Extrait de page:
En 2015 elle s’installe en Bretagne. C’est dans cette région qu’elle considère comme être au centre d’une mondialisation exacerbée basée sur une agro-industrie développée à son paroxysme qu’elle s’intéresse aux sujets de santé publique intervenant en région Bretagne. De part sa présence sur place, cette dernière aide sensiblement à libérer la parole et à rassembler ainsi la nécessaire matière à un journalisme d’investigation de grande qualité. Elle fait face à plusieurs accusations et pressions mais qu’importe. Seule compte pour elle la vérité du travail journalistique bien fait !

Et Pierre VAN HOVE ?
Pierre VAN HOVE est né à Angoulême en 1970. Il exerce le métier d’illustrateur et de graphiste depuis 2002. C’est avant tout un autodidacte. Il se consacre depuis quelques années à l’illustration de presse. Mais ce dernier s’oriente régulièrement dans des collaborations sur le terrain de la bande dessinée. Citons par exemple le voleur de livres en 2015 chez Futuropolis et l’album dont nous parlons dans ce billet.

Revenons sur le problème …
Depuis 1971, de nombreux secteurs de la région Bretagne et de la Normandie se retrouvent confrontés à une prolifération d’algues vertes. Le phénomène n’a de cesse de se développer années après années. La prolifération régulière semble même être hors de contrôle en particulier en plein été.

Leur prolifération pose un grave problème environnemental. Ces algues peuvent provoquer très rapidement une asphyxie de la faune et de la flore aquatique. Elle constitue également une lourde menace pour la santé publique : la décomposition de ces algues émet des gaz toxiques à des concentrations pouvant être mortelles pour l’être humain en quelques minutes d’inhalation seulement …
En pourrissant sur le sable, ces algues dégagent du sulfure d’hydrogène. C’est un gaz qui, à concentration élevée provoque la mort !

Exercice court A: D'après l'extrait sur les algues vertes, pourquoi leur prolifération menace-t-elle la santé publique ? Répondez en une à trois phrases.
Exercice court B: Selon l'extrait sur les algues vertes, depuis quelle année des secteurs de Bretagne et de Normandie font-ils face à leur prolifération ?
Appuyez-vous uniquement sur l'extrait pour répondre.

Données affichées:
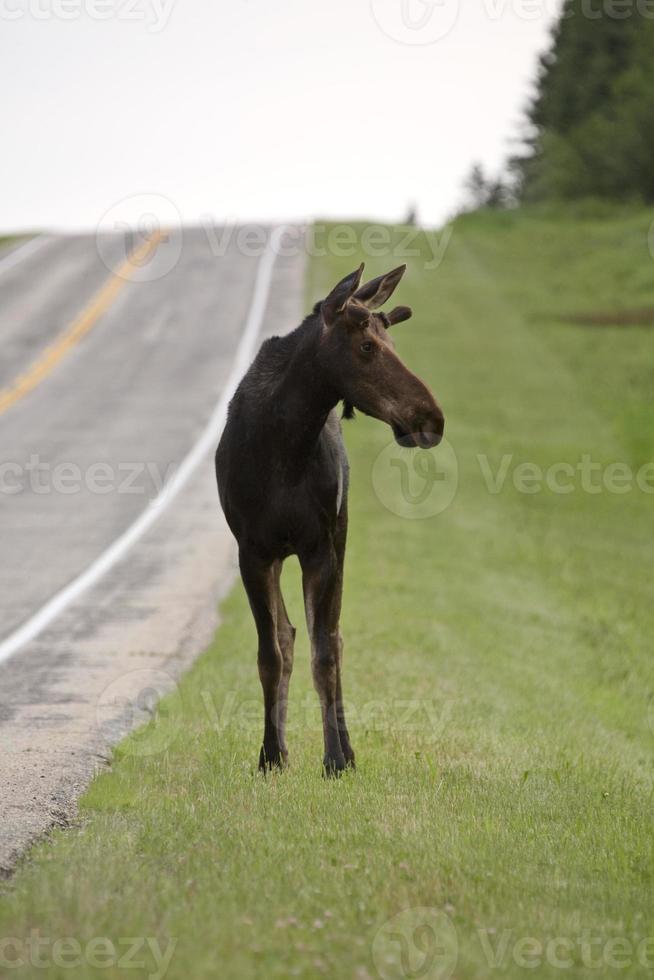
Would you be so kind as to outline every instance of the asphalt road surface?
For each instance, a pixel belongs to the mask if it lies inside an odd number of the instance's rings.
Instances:
[[[261,336],[300,320],[289,236],[0,255],[0,873],[212,635],[235,570],[215,429]]]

Réponse A: En se décomposant, notamment en pourrissant sur le sable, ces algues dégagent des gaz toxiques, dont du sulfure d'hydrogène. À des concentrations élevées, ce gaz peut tuer un être humain en quelques minutes d'inhalation seulement.

Réponse B: Depuis 1971.